**RECORDS SHOWN**
---*---

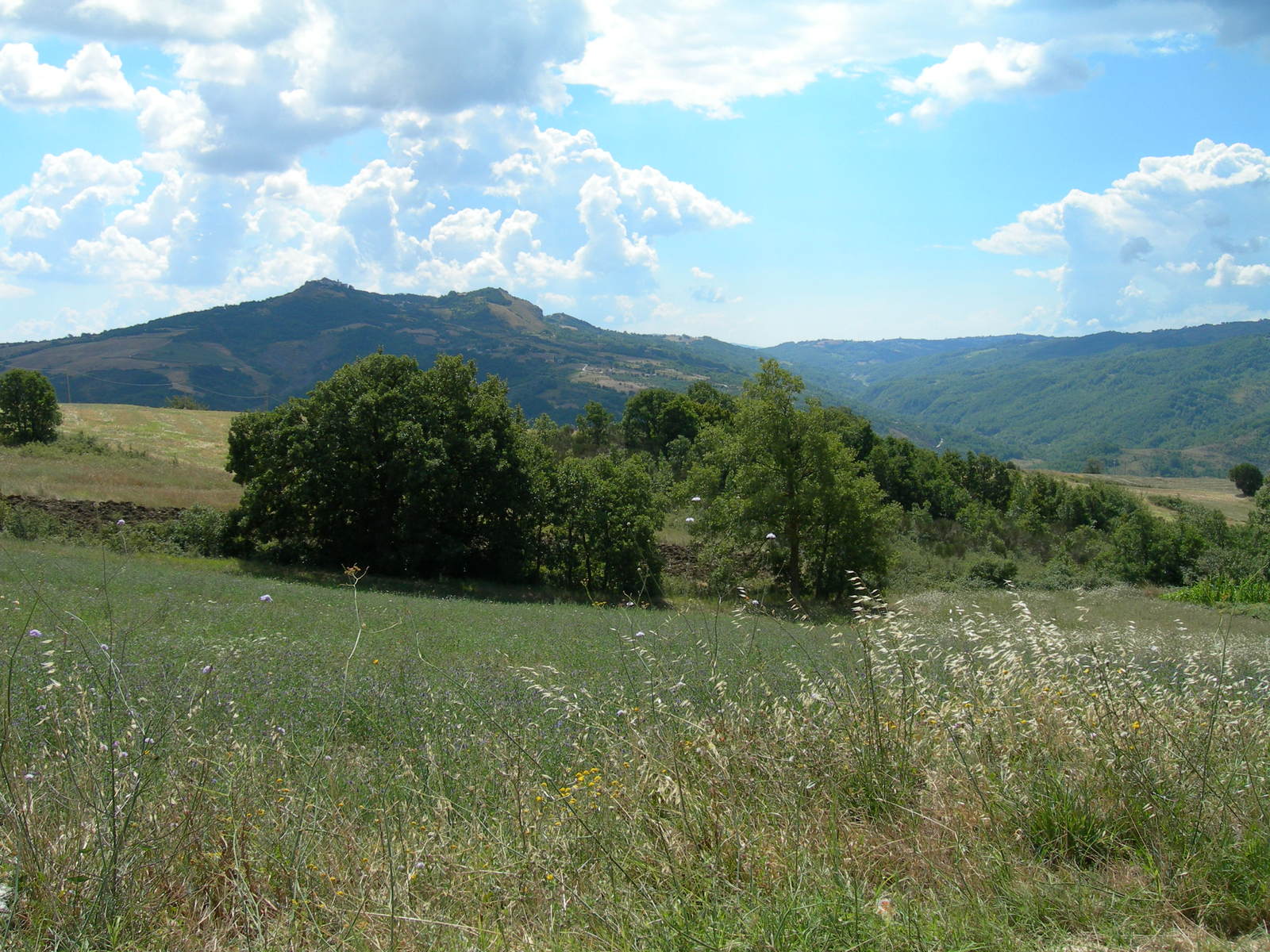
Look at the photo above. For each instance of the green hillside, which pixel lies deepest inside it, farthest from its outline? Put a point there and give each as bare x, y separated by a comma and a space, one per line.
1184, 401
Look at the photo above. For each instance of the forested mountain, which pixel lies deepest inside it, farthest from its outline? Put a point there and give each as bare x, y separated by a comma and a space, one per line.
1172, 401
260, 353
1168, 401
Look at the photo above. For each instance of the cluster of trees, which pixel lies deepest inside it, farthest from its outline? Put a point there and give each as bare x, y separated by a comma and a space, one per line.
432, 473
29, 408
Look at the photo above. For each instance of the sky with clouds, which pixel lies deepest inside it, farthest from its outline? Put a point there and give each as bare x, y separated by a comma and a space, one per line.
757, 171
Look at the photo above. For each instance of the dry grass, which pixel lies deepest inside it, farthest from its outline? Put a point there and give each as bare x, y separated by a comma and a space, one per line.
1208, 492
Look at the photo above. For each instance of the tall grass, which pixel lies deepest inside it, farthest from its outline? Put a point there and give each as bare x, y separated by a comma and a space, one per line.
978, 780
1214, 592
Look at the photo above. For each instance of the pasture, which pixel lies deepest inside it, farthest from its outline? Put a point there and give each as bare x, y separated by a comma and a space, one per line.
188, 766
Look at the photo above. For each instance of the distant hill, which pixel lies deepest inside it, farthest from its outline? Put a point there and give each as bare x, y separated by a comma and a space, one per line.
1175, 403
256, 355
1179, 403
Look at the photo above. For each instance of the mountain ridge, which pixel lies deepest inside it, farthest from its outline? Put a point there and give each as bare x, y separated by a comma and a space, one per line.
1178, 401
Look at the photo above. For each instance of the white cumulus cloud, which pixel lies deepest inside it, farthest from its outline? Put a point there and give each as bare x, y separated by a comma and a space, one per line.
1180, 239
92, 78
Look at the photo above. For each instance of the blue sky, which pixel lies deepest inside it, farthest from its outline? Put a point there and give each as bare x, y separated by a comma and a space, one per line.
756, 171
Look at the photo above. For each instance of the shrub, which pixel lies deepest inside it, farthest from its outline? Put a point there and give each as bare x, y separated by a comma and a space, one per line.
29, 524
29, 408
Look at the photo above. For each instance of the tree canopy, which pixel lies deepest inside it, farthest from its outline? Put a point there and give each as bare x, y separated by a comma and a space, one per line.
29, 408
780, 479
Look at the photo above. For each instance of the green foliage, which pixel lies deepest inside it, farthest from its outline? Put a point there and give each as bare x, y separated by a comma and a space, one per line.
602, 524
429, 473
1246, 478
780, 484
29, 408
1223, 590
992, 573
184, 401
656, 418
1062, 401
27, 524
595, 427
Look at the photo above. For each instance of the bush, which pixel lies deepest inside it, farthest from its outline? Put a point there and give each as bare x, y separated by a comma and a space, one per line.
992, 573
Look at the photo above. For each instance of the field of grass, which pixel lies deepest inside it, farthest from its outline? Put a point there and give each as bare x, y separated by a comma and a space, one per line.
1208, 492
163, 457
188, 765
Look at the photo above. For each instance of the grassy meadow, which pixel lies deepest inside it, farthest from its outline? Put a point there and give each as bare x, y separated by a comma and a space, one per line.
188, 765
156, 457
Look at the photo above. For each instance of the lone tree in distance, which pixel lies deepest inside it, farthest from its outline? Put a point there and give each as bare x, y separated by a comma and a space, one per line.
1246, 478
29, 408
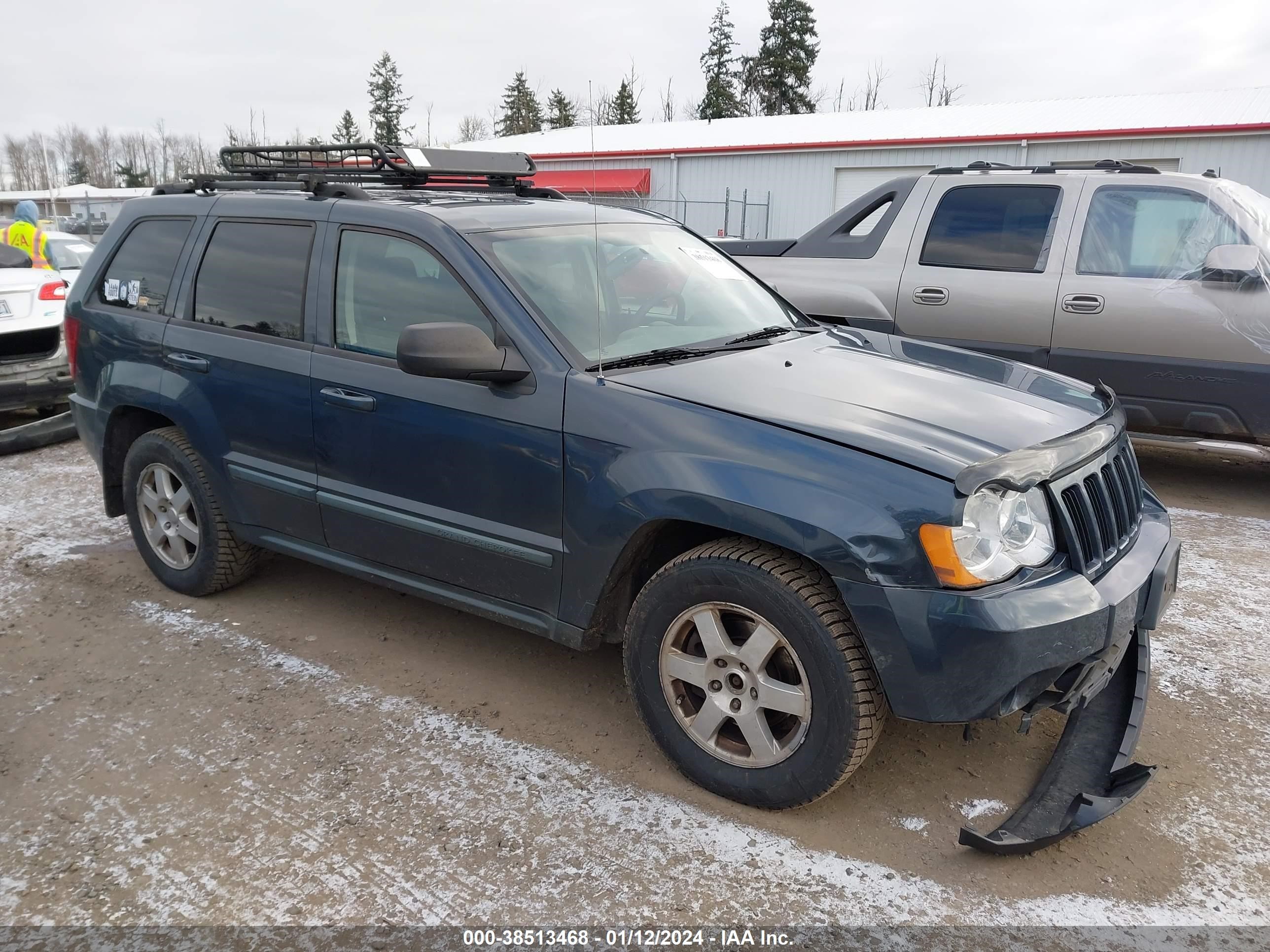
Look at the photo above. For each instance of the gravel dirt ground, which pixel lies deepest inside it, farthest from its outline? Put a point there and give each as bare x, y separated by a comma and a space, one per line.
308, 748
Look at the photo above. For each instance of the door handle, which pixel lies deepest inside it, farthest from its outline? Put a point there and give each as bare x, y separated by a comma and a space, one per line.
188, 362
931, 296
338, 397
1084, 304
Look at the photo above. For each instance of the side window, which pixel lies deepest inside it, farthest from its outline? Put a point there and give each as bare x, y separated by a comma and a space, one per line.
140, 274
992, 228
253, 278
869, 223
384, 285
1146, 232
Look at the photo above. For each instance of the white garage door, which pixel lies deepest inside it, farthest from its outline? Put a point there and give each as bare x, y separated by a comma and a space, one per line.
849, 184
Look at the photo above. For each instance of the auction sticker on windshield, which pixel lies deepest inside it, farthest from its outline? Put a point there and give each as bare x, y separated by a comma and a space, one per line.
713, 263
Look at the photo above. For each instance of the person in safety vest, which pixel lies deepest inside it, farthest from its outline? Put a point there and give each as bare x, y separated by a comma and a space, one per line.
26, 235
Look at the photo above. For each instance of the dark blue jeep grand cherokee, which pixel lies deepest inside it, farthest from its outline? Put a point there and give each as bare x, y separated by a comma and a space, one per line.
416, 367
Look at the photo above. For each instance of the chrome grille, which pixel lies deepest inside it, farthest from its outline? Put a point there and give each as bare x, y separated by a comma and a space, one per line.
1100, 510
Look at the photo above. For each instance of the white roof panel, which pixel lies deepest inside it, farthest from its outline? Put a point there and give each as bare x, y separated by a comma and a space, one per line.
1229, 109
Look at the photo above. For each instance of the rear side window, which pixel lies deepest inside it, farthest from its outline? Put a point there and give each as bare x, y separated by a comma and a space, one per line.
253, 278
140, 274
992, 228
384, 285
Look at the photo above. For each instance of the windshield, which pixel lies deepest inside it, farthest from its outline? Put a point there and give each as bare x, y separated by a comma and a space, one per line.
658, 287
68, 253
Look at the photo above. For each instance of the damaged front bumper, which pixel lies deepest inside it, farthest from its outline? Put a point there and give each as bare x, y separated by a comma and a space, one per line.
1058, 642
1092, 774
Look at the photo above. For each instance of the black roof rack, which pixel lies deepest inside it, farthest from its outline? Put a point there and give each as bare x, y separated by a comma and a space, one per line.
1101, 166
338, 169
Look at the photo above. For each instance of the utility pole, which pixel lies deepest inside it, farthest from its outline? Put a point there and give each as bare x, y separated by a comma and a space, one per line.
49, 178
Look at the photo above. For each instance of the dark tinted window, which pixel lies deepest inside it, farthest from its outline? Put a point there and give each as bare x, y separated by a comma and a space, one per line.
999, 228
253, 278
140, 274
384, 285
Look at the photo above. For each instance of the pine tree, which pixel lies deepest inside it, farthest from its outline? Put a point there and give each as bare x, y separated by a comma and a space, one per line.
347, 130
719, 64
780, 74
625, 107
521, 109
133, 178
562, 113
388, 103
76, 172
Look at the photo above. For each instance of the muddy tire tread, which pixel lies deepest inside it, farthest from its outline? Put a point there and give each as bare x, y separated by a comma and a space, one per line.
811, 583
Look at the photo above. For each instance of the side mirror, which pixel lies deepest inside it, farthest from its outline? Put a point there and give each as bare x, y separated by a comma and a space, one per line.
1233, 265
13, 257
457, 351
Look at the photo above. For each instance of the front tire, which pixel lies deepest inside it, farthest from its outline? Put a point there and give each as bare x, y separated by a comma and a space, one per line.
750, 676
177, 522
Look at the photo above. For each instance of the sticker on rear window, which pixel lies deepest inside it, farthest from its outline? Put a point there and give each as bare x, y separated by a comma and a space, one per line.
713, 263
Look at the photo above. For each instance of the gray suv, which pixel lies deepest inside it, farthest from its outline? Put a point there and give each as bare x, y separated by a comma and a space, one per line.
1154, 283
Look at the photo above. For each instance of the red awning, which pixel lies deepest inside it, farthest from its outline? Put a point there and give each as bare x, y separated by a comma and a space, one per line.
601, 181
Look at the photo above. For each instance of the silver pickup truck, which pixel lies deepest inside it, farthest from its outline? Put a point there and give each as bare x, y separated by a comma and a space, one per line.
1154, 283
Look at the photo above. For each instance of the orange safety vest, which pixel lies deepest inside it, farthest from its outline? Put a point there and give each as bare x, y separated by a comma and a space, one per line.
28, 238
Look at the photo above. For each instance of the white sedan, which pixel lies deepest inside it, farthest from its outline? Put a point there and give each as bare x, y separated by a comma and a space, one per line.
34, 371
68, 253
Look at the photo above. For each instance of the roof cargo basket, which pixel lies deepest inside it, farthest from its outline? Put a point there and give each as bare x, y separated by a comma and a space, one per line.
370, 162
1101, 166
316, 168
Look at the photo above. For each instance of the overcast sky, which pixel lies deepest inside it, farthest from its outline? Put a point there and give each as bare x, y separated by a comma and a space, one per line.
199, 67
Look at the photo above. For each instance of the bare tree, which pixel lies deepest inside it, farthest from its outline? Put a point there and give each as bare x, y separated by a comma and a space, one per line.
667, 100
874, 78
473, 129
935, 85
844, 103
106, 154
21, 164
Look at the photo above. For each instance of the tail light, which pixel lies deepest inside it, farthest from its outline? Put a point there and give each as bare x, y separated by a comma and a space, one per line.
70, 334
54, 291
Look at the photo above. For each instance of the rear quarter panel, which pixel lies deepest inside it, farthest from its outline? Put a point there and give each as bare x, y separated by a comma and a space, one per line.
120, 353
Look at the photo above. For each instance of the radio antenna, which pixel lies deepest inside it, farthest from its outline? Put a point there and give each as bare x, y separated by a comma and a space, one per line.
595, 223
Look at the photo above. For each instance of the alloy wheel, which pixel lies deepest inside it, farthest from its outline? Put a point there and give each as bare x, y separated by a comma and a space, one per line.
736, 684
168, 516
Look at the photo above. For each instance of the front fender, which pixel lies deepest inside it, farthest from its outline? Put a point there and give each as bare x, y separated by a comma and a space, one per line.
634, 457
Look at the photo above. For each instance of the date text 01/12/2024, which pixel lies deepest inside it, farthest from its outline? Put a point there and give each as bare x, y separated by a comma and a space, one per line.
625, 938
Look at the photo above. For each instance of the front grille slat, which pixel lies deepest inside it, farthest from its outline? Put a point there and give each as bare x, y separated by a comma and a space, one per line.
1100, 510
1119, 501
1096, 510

---*---

**TASK DESCRIPTION**
Restate exactly each line of the data from the one bearing "the front grille" to the end, and add nothing.

**RESPONSE AREA**
Look at the photo above. For each instance of the front grille slat, which pixel lies deepest inside it, farthest from its outline? Put a point there and give each as bare x, y separated by a comma and a space, one per line.
1100, 510
1119, 501
1096, 510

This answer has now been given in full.